* BEGIN DOCUMENT TEXT *
Chicago • “Get the thing straight once and for all: The policeman isn’t there to create disorder,” said the late Mayor Richard J. Daley in explaining the riots in the streets of his city in the summer 1968. “The policeman is there to preserve disorder.”
Daley's verbal jumble became the butt of jokes and the source of claims, inspired by Freud, that Da Mayor had unintentionally blurted out the truth.
Yet he may also have been an accidental prophet. The chaos on the streets of Chicago during the Democrats' catastrophic national convention 50 years ago this week lives on not only in memory, but also in our fractured present.
In clashes played out across the country on television, Chicago's police clubbed and arrested youthful demonstrators gathered to oppose the Vietnam War. Members of the media got caught up in the melee, too. The phrase "fake news" would have resonated with Mayor Daley who said as much without using the words.
What occurred inside the convention hall added to the vertigo. Democratic party leaders, despite primaries showing strong support for the antiwar candidacies of Robert F. Kennedy and Eugene J. McCarthy, instead nominated Hubert Humphrey. He was Lyndon B. Johnson's vice president and a liberal hero now rendered into an establishment stand-in by his refusal to break with his patron on the war.
* END DOCUMENT TEXT *
__INSTRUCTIONS__.
**A)** Reproduce the convention passage from "Daley's verbal jumble" to "using the words.".
**B)** Name every person the convention passage mentions by name.
**C)** Answer these questions from the convention passage:
(i) In what summer did the riots take place on Chicago's streets?
(ii) Which war did the demonstrators gather to oppose?
(iii) Whom did Democratic party leaders nominate?
These items have nothing to do with the convention passage.
* BEGIN RECORDS *
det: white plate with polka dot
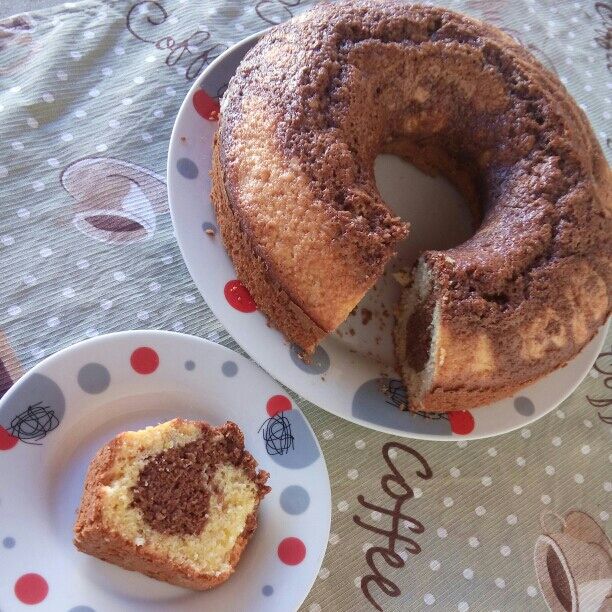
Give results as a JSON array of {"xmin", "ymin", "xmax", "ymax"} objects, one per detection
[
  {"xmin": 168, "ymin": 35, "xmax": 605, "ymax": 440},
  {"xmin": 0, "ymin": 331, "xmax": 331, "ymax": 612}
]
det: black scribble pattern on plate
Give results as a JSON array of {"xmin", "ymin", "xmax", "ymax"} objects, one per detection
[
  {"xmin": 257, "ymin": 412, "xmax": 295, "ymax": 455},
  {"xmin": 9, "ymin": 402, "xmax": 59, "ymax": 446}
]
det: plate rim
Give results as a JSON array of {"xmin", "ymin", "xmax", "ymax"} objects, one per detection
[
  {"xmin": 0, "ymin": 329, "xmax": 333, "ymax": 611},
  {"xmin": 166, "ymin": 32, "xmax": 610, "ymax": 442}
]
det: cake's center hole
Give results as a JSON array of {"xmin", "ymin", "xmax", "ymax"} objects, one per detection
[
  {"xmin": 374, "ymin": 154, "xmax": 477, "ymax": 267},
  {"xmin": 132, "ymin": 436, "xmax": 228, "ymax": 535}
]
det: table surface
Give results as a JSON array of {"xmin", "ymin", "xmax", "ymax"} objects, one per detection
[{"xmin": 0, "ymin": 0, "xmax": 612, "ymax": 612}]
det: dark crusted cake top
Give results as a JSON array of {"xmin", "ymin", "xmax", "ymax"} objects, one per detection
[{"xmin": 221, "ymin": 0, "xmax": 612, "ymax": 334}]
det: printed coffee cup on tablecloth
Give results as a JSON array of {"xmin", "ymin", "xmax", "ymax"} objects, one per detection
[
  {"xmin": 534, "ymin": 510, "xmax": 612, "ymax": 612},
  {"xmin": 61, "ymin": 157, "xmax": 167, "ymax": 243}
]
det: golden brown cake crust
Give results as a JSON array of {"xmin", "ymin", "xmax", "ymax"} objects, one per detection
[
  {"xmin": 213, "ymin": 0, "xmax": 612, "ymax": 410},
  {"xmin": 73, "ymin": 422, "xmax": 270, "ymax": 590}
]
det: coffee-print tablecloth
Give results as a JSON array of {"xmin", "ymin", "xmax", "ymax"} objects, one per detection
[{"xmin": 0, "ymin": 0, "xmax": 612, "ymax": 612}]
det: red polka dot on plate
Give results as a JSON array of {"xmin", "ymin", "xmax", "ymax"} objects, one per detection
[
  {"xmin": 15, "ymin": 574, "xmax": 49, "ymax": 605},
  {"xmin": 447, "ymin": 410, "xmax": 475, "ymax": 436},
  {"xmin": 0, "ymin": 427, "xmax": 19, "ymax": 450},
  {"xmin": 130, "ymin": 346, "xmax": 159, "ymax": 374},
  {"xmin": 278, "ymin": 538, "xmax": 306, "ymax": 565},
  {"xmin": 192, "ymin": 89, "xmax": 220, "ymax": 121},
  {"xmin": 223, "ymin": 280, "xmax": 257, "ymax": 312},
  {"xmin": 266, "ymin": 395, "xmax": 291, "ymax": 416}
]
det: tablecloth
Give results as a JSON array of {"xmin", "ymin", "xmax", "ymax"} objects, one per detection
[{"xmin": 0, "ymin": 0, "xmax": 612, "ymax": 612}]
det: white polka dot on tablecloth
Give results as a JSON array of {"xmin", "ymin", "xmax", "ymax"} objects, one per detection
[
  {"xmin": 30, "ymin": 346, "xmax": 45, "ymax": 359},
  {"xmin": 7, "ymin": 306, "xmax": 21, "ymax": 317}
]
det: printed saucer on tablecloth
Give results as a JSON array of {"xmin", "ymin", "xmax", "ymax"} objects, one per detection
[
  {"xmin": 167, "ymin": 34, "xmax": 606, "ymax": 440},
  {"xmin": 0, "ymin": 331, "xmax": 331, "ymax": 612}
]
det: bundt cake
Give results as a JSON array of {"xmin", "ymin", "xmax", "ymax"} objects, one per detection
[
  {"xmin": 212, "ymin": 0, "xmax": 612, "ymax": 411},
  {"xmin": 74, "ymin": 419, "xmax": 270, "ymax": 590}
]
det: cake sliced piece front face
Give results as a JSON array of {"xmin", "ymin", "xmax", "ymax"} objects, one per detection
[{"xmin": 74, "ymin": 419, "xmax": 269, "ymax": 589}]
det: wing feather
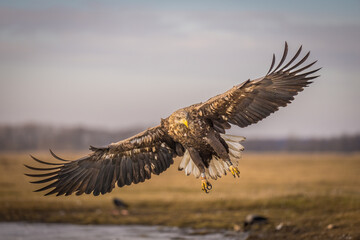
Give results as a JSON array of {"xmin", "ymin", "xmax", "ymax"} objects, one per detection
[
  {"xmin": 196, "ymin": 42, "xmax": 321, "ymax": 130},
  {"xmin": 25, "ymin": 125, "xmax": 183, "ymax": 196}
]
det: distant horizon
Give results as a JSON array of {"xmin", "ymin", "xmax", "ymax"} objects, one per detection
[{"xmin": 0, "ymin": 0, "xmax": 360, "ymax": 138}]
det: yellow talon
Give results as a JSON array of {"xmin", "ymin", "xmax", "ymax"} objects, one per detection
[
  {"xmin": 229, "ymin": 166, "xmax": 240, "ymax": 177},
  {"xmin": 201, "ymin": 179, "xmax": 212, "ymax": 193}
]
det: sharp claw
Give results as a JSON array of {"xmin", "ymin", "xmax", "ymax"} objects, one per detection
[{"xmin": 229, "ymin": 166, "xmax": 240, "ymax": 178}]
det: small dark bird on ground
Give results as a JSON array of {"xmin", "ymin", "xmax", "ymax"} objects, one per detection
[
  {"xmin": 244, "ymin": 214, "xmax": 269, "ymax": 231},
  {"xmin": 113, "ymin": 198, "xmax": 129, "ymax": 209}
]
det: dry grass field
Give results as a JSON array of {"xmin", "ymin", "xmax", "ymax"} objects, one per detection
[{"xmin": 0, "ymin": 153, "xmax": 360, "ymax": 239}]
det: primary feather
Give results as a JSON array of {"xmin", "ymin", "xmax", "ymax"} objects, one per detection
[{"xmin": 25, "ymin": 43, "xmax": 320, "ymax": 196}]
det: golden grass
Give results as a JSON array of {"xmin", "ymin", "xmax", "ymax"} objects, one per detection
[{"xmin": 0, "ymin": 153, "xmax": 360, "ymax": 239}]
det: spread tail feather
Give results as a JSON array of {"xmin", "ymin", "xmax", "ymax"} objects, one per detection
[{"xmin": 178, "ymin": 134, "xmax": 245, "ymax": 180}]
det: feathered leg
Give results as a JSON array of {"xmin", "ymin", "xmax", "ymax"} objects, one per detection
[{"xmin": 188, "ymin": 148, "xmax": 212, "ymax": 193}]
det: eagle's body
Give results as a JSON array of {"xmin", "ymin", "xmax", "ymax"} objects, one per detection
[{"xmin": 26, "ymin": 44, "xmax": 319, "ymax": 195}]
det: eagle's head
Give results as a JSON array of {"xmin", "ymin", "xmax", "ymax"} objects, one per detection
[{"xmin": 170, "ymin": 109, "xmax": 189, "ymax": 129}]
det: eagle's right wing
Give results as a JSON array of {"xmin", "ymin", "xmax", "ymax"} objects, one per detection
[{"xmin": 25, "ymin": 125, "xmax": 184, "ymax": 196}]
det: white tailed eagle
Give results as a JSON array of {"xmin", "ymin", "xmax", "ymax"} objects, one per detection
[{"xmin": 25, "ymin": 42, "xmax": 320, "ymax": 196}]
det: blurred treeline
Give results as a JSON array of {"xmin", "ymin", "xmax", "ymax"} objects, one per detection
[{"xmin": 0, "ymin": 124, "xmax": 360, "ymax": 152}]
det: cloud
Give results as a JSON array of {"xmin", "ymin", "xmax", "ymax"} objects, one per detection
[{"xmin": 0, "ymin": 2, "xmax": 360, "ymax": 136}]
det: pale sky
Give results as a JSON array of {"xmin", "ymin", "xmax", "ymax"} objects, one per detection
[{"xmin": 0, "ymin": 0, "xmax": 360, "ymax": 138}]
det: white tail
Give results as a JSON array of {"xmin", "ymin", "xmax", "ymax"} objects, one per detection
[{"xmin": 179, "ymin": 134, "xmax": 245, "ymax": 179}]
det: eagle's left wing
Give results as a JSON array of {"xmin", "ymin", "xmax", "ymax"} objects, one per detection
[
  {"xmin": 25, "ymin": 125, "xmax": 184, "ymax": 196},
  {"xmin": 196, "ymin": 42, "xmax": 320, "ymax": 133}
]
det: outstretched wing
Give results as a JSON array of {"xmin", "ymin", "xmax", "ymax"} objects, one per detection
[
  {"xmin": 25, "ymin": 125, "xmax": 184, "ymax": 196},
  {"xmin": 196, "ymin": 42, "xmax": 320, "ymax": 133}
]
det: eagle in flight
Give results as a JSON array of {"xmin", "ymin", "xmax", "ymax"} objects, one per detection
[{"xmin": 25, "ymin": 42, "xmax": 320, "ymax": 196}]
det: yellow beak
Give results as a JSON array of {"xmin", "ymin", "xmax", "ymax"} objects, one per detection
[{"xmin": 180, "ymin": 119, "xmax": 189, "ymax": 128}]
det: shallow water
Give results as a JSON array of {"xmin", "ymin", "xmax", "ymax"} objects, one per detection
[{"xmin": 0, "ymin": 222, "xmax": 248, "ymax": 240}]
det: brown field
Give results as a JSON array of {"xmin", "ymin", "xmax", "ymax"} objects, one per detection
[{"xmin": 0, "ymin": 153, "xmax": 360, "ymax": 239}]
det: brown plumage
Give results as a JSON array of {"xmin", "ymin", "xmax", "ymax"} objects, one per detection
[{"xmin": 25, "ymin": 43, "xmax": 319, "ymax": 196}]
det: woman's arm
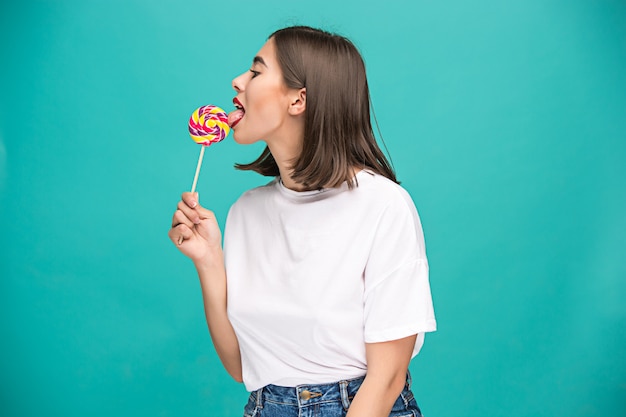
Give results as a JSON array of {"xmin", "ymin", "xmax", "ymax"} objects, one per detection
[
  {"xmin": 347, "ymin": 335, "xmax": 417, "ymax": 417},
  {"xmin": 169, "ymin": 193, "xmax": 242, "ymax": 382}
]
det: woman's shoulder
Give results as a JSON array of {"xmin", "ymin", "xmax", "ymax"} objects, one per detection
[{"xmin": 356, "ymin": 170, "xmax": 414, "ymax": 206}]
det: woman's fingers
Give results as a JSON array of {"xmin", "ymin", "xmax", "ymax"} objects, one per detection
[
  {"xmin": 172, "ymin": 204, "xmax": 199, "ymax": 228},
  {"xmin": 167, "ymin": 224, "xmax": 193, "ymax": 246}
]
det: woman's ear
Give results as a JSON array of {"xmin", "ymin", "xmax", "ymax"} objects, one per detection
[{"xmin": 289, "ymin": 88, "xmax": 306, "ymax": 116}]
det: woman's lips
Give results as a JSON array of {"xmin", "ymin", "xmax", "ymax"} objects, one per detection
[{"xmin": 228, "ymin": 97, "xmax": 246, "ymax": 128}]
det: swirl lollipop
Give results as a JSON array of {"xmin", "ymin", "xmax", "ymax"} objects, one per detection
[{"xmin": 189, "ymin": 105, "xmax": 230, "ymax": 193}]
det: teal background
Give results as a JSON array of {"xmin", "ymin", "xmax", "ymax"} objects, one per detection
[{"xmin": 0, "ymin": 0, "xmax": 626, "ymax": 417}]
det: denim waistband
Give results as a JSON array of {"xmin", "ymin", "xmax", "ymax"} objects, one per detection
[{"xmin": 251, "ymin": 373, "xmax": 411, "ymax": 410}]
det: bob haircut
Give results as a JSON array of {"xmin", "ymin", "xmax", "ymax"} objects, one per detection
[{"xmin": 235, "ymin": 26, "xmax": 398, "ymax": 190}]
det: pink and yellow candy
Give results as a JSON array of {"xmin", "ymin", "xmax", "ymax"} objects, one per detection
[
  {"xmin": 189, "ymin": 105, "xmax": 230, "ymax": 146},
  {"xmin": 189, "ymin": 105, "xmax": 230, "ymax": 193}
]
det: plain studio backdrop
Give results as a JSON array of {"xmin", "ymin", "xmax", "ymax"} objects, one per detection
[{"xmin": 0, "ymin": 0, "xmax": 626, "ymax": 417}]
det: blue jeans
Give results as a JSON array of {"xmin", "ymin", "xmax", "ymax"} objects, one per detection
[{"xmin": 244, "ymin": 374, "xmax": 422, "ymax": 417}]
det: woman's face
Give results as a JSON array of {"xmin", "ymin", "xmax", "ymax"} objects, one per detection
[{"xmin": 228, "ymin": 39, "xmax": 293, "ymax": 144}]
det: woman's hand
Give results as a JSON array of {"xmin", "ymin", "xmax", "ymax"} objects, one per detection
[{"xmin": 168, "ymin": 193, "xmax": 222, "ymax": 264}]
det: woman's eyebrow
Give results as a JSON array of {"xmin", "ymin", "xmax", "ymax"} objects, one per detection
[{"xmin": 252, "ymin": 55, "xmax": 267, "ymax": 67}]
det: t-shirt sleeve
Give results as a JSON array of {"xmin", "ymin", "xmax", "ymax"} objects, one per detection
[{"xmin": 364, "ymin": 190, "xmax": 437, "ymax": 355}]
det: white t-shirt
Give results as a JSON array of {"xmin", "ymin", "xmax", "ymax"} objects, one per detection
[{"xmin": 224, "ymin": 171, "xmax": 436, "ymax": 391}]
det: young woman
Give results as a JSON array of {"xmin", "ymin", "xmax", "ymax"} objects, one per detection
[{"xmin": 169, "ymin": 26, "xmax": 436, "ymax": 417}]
* END RECORDS *
__ANSWERS GIVEN__.
**A)**
Daley's verbal jumble became the butt of jokes and the source of claims, inspired by Freud, that Da Mayor had unintentionally blurted out the truth.
Yet he may also have been an accidental prophet. The chaos on the streets of Chicago during the Democrats' catastrophic national convention 50 years ago this week lives on not only in memory, but also in our fractured present.
In clashes played out across the country on television, Chicago's police clubbed and arrested youthful demonstrators gathered to oppose the Vietnam War. Members of the media got caught up in the melee, too. The phrase "fake news" would have resonated with Mayor Daley who said as much without using the words.

**B)**
Richard J. Daley
Freud
Robert F. Kennedy
Eugene J. McCarthy
Hubert Humphrey
Lyndon B. Johnson

**C)**
(i) The summer of 1968
(ii) The Vietnam War
(iii) Hubert Humphrey